GOAL: Convert the rows below into a JSON list of strings, one string per line and no blank lines. Begin at the line that has "the red jersey", stop after the line that has "x=467 y=201", and include no other lines.

INFORMATION SUPPLIED:
++++

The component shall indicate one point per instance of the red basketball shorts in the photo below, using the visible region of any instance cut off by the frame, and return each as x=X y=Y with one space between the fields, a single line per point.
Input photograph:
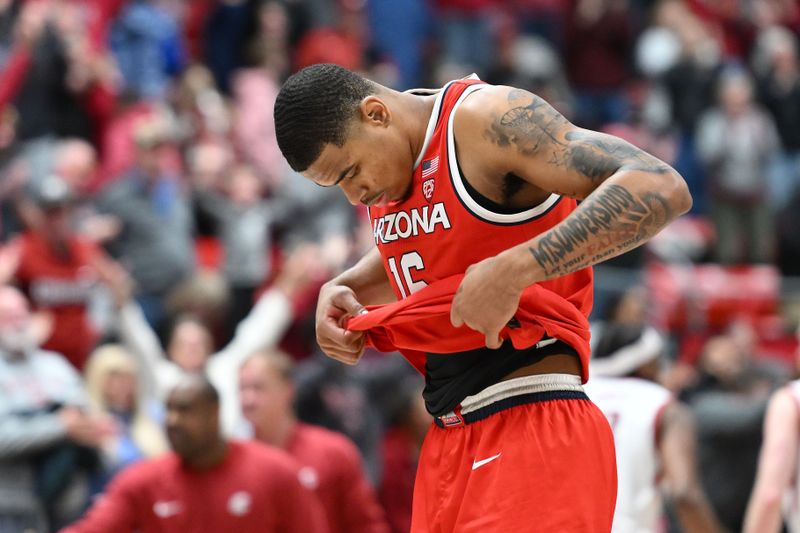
x=530 y=454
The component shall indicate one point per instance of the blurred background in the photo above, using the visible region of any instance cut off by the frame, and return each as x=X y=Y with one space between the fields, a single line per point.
x=146 y=212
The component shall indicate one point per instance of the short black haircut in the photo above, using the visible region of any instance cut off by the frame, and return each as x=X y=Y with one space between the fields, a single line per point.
x=314 y=108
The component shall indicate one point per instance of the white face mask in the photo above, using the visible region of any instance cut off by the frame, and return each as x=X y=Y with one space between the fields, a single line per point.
x=17 y=341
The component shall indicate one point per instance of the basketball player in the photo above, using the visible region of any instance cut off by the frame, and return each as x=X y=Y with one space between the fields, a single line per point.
x=484 y=180
x=653 y=433
x=777 y=486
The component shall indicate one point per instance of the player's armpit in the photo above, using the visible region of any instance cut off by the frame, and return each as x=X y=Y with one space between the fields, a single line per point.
x=531 y=140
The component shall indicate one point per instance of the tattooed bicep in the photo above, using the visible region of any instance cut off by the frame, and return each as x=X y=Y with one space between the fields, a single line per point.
x=529 y=125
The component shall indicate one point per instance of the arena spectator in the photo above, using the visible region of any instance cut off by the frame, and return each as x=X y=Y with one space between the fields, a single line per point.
x=147 y=48
x=206 y=483
x=115 y=390
x=47 y=435
x=58 y=271
x=598 y=38
x=729 y=405
x=779 y=90
x=190 y=347
x=155 y=243
x=245 y=223
x=736 y=142
x=329 y=463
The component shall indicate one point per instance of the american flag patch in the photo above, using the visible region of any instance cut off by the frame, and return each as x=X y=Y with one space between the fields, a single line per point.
x=430 y=167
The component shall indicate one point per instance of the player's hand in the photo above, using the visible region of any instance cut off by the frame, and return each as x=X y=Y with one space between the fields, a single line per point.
x=336 y=303
x=486 y=299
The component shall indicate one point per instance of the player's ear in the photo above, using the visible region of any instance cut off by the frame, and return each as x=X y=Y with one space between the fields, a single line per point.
x=374 y=111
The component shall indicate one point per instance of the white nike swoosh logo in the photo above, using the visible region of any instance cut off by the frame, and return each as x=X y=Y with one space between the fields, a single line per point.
x=478 y=464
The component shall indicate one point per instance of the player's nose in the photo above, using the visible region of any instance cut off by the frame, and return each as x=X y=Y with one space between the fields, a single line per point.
x=354 y=194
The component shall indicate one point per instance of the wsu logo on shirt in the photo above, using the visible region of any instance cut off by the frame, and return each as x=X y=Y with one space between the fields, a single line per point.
x=405 y=224
x=239 y=503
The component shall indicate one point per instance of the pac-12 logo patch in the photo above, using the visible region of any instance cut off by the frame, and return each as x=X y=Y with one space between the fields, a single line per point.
x=427 y=189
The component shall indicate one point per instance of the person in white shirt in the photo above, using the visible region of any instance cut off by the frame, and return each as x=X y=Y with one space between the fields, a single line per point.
x=653 y=433
x=777 y=486
x=190 y=348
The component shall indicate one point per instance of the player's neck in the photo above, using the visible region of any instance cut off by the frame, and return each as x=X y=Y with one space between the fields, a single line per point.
x=276 y=432
x=416 y=113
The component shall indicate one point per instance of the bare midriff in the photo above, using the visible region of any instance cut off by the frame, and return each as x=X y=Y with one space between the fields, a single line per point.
x=552 y=364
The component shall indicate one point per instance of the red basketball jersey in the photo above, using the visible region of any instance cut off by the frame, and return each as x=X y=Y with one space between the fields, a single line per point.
x=439 y=230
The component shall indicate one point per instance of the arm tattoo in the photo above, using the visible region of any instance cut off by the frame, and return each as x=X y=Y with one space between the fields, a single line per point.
x=597 y=156
x=531 y=128
x=534 y=127
x=609 y=222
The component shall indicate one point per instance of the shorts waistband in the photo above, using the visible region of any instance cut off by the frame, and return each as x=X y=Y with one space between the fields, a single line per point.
x=511 y=393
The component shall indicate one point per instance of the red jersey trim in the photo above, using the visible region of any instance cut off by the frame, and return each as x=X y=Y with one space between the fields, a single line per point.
x=467 y=201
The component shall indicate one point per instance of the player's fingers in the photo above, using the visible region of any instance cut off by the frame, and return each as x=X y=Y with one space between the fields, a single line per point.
x=455 y=317
x=493 y=340
x=354 y=338
x=348 y=303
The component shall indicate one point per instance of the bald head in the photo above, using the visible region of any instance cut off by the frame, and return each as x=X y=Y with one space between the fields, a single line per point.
x=266 y=390
x=16 y=332
x=75 y=161
x=193 y=418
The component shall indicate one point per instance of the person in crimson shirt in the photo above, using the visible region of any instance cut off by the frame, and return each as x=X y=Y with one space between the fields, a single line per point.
x=206 y=483
x=58 y=270
x=329 y=463
x=483 y=182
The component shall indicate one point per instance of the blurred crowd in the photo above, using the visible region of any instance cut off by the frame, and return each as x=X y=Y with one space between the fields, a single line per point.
x=153 y=229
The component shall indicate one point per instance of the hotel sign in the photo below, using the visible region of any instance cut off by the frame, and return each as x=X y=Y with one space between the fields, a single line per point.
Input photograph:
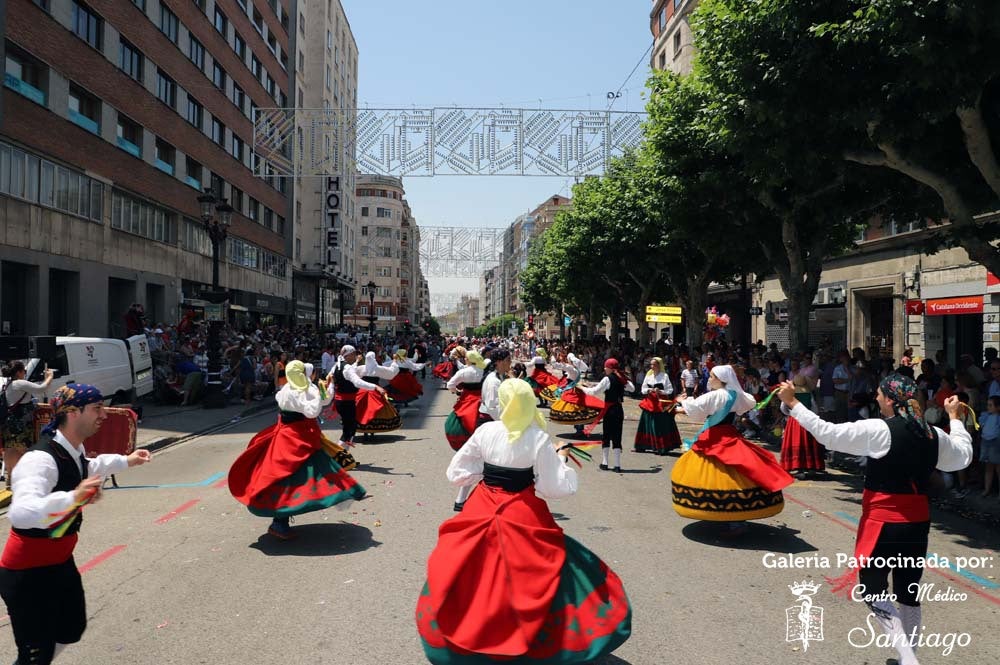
x=332 y=225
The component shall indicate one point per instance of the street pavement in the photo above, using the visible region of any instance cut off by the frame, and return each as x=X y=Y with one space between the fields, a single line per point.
x=176 y=571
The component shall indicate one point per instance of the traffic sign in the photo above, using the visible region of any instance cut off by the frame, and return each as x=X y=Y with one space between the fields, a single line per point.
x=674 y=310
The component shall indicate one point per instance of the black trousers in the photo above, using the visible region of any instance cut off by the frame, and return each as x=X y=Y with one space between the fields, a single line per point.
x=613 y=421
x=46 y=607
x=908 y=539
x=347 y=408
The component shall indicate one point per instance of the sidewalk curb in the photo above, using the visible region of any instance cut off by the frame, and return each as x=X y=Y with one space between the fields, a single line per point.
x=156 y=445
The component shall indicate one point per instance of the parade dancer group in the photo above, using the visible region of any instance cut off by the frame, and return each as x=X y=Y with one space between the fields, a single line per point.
x=504 y=583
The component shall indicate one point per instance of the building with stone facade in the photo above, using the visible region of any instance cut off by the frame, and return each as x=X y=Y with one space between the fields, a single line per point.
x=116 y=116
x=389 y=274
x=325 y=235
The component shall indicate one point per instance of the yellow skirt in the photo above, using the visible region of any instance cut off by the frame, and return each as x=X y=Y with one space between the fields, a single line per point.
x=705 y=489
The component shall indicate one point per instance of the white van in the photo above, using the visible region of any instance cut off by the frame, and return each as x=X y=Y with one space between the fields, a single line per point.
x=121 y=370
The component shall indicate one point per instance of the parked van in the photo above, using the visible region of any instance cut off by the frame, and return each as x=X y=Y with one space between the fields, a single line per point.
x=121 y=370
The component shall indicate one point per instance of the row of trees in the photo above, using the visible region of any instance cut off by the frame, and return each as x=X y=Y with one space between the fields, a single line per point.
x=800 y=123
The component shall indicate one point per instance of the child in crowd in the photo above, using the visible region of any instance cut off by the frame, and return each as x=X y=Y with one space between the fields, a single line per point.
x=989 y=453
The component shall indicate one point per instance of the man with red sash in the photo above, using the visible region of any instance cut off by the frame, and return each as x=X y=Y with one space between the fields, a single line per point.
x=902 y=452
x=39 y=581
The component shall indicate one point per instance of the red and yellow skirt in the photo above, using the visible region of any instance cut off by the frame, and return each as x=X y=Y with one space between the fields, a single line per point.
x=541 y=598
x=724 y=478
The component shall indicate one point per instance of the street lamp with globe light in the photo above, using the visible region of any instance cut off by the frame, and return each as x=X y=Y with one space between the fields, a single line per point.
x=216 y=215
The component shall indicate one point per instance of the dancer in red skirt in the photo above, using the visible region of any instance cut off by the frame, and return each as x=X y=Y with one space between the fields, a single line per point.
x=504 y=583
x=404 y=387
x=289 y=468
x=800 y=452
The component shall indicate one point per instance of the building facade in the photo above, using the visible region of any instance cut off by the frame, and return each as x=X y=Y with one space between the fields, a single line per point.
x=326 y=222
x=116 y=116
x=391 y=285
x=673 y=40
x=889 y=295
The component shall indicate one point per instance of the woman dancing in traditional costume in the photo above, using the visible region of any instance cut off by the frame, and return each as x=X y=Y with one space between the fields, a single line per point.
x=902 y=451
x=375 y=413
x=404 y=387
x=800 y=452
x=504 y=583
x=290 y=468
x=657 y=432
x=723 y=477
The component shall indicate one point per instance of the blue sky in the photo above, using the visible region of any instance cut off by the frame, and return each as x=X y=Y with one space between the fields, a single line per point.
x=476 y=53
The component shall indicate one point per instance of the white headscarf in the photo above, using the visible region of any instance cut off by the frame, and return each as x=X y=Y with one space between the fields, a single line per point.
x=727 y=375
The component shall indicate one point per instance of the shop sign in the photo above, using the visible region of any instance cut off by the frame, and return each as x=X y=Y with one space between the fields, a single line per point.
x=949 y=306
x=992 y=283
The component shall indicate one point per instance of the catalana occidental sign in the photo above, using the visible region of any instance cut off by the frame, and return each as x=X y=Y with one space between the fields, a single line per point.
x=332 y=221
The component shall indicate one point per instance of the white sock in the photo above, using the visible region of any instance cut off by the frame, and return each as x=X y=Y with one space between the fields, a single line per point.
x=910 y=616
x=892 y=625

++++

COMPLETE ANSWER:
[
  "The component shall indicate one point per instance of the red jersey trim in the photo above, using the visible region of any instance cut off by the frame, and return each as x=X y=Y with one space between the fields, a single line per point.",
  "x=467 y=201"
]